◆ Task statement
In the records below, how many lines contain the string "older"? Give only the number.

◆ Supplied entries
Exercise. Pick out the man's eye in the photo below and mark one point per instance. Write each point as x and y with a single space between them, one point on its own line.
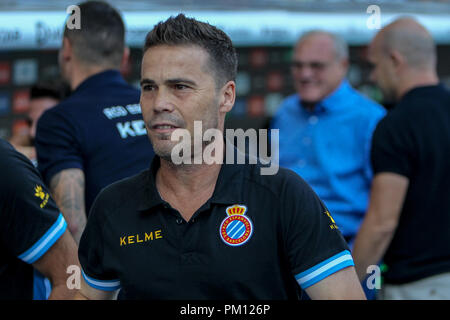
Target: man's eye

...

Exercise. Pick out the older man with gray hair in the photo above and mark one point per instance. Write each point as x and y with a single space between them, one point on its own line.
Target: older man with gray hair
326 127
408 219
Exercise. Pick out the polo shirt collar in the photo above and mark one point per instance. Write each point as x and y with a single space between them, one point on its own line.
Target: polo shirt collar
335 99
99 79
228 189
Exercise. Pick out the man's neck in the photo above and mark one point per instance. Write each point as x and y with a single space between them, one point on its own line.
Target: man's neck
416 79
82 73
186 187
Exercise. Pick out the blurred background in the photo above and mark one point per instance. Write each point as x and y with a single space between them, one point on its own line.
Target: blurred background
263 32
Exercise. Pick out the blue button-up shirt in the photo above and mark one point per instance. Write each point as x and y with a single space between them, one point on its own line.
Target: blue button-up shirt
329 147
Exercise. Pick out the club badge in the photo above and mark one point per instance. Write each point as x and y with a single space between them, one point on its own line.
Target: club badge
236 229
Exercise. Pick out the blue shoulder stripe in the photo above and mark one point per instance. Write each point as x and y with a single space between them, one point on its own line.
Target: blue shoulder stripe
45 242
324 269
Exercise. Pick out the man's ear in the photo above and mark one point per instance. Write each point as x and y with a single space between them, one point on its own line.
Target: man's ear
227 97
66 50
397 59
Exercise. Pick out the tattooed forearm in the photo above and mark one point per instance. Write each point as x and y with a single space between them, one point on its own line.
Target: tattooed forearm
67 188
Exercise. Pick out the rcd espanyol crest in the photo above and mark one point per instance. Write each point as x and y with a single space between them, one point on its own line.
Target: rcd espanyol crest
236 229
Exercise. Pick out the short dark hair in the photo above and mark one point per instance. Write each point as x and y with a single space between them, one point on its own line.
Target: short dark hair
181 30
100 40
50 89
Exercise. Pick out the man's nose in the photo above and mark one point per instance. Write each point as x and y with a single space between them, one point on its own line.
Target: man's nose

...

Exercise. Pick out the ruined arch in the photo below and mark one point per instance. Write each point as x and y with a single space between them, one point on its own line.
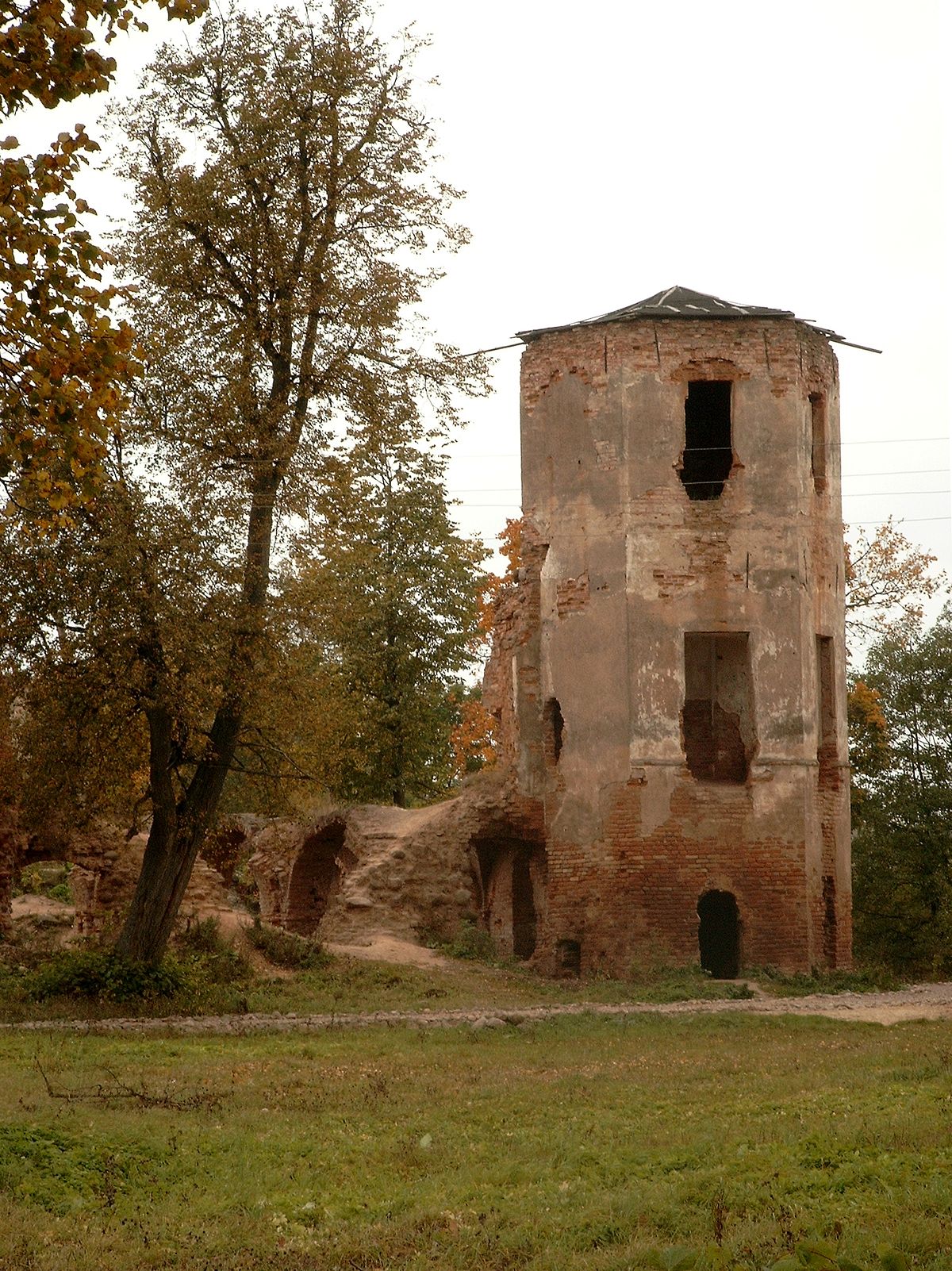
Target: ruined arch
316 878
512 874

◆ The solution
2